» **Requirement 1**:
In the forum thread below about Pacers fact-or-fiction calls, print the passage from "This is a little" up to and including "does, and so on.".

» **Page excerpt**:
-- start --

# Pacers Edition: Fact or Fiction?



## MillerTime (Jul 6, 2003)

This is a little idea i stole from another forum (Dallas). I was going to start something like this similar but off-topic, but then saw this and thought it'd be a great idea. If you ever watched ESPN Sports Center, the first person gives a question, Fact of Fiction, and asks the question. The first person to respond, awsners the question of the poster above, and then asks his own Fact or Fiction question, and whoever wants to awnser first, does, and so on.

So here we go.....


Fact or Fiction, Will Saras be our starting PG by the end of the season?


----------



## Gonzo (Oct 14, 2004)

Fiction.

Fact or Fiction, Jonathan Bender will play more than 30 games.


----------



## Banjoriddim (Aug 14, 2004)

Fiction  

Fact or Fiction, Ron Artest's PPG will be over 22?


----------



## MillerTime (Jul 6, 2003)

Ficton. We have way too many scorers on this club for Artest to average 22pts/game. Our team is very deep, and with Stephan Jackson and Jermaine O'Neal healthy, Artest will be around the 19ppg mark.

Fact of Ficton, Freddie Jones will win the 6th man award?


----------



## kflint5 (Aug 15, 2005)

im not sure, i want to say fiction, but I think he could pull it out seeing as there really arent many other bench players I can think of. Maybe he'll battle it out with Bobby simmons
fact or fiction? David Harrison will start at least 20 games


----------



## PacersguyUSA (Sep 1, 2002)

Fact

Fact or Fiction: Saras gets ejected out of 3 or more games.


----------



## Banjoriddim (Aug 14, 2004)

PacersguyUSA said:


> Fact
> 
> Fact or Fiction: Saras gets ejected out of 3 or more games.


Wow! It might happen but I... OK, I'll say:

Ficton

Fact or Fiction: Ron Artest will play over 70 games.


----------



## jermaine7fan (Aug 19, 2005)

-- end --

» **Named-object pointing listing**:
-- start --

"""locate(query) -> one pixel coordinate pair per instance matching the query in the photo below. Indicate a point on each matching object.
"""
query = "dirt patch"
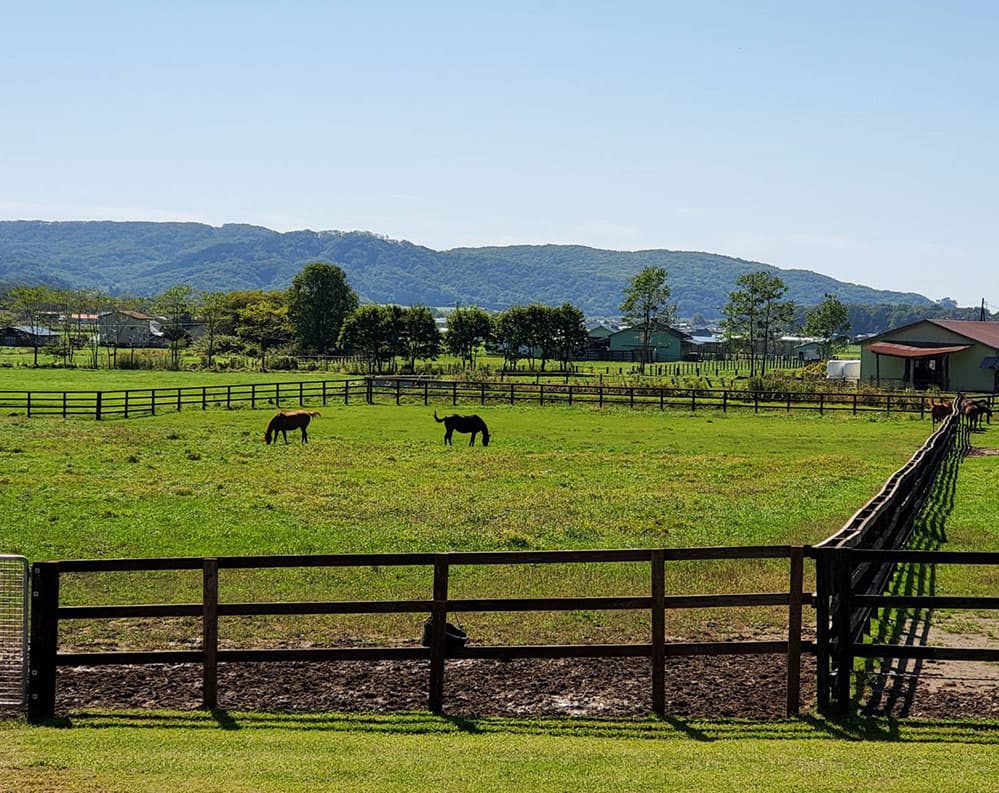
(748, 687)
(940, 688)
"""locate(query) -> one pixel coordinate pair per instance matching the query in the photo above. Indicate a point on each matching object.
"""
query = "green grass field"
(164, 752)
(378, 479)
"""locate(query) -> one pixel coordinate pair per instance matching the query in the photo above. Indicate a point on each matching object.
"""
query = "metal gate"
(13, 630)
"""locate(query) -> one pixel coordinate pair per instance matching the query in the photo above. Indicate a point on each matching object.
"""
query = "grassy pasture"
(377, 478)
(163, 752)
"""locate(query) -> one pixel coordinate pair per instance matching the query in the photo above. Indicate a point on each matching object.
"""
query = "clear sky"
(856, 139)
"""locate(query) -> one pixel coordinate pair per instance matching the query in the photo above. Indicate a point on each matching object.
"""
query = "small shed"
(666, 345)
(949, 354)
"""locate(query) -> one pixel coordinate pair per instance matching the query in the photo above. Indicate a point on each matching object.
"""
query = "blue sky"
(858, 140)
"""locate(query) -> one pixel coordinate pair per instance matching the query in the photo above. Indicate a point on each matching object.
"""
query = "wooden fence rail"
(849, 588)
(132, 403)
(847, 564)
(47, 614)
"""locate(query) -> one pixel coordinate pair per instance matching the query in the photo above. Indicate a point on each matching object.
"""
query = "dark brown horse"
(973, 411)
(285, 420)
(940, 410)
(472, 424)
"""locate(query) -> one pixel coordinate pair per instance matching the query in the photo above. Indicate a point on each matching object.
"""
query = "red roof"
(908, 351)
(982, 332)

-- end --
-- start --

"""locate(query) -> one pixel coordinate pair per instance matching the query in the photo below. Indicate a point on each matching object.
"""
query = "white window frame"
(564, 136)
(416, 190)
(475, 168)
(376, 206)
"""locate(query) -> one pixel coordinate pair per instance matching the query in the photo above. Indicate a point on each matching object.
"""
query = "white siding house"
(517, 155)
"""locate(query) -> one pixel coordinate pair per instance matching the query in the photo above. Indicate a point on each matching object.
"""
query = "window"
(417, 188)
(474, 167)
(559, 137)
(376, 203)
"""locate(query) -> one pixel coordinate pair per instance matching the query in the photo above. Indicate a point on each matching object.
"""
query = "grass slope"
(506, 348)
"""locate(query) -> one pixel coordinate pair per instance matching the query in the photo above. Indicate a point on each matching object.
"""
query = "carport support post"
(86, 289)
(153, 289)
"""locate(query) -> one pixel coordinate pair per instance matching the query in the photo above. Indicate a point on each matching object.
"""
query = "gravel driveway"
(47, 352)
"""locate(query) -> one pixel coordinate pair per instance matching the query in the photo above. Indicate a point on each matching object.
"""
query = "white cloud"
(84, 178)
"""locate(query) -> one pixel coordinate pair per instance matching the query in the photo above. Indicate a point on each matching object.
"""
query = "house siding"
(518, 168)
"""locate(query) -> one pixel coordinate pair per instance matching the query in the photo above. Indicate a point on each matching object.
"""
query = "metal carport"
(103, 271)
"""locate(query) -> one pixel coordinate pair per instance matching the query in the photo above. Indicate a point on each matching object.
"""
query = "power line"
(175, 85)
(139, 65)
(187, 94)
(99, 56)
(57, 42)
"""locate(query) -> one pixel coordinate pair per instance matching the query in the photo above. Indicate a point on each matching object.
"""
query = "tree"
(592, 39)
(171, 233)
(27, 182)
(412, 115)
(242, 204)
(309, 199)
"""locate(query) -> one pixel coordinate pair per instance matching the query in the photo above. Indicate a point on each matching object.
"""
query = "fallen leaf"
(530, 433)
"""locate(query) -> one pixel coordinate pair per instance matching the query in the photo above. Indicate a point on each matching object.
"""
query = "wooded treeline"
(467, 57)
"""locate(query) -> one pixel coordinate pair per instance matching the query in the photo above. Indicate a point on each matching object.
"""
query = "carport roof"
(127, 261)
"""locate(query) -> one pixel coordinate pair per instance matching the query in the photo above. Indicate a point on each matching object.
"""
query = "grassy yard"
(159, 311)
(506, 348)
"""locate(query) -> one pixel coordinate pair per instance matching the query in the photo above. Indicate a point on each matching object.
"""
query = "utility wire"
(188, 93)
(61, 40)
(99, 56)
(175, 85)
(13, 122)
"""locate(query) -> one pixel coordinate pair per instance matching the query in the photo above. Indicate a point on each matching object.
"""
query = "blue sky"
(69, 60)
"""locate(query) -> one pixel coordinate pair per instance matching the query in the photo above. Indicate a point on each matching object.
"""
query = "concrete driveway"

-- end --

» **Requirement 2**:
Count the lines of the listing above that contain the string "driveway", with case counting, and reply with the number only.

» **Exercise solution 1**:
This is a little idea i stole from another forum (Dallas). I was going to start something like this similar but off-topic, but then saw this and thought it'd be a great idea. If you ever watched ESPN Sports Center, the first person gives a question, Fact of Fiction, and asks the question. The first person to respond, awsners the question of the poster above, and then asks his own Fact or Fiction question, and whoever wants to awnser first, does, and so on.

» **Exercise solution 2**:
2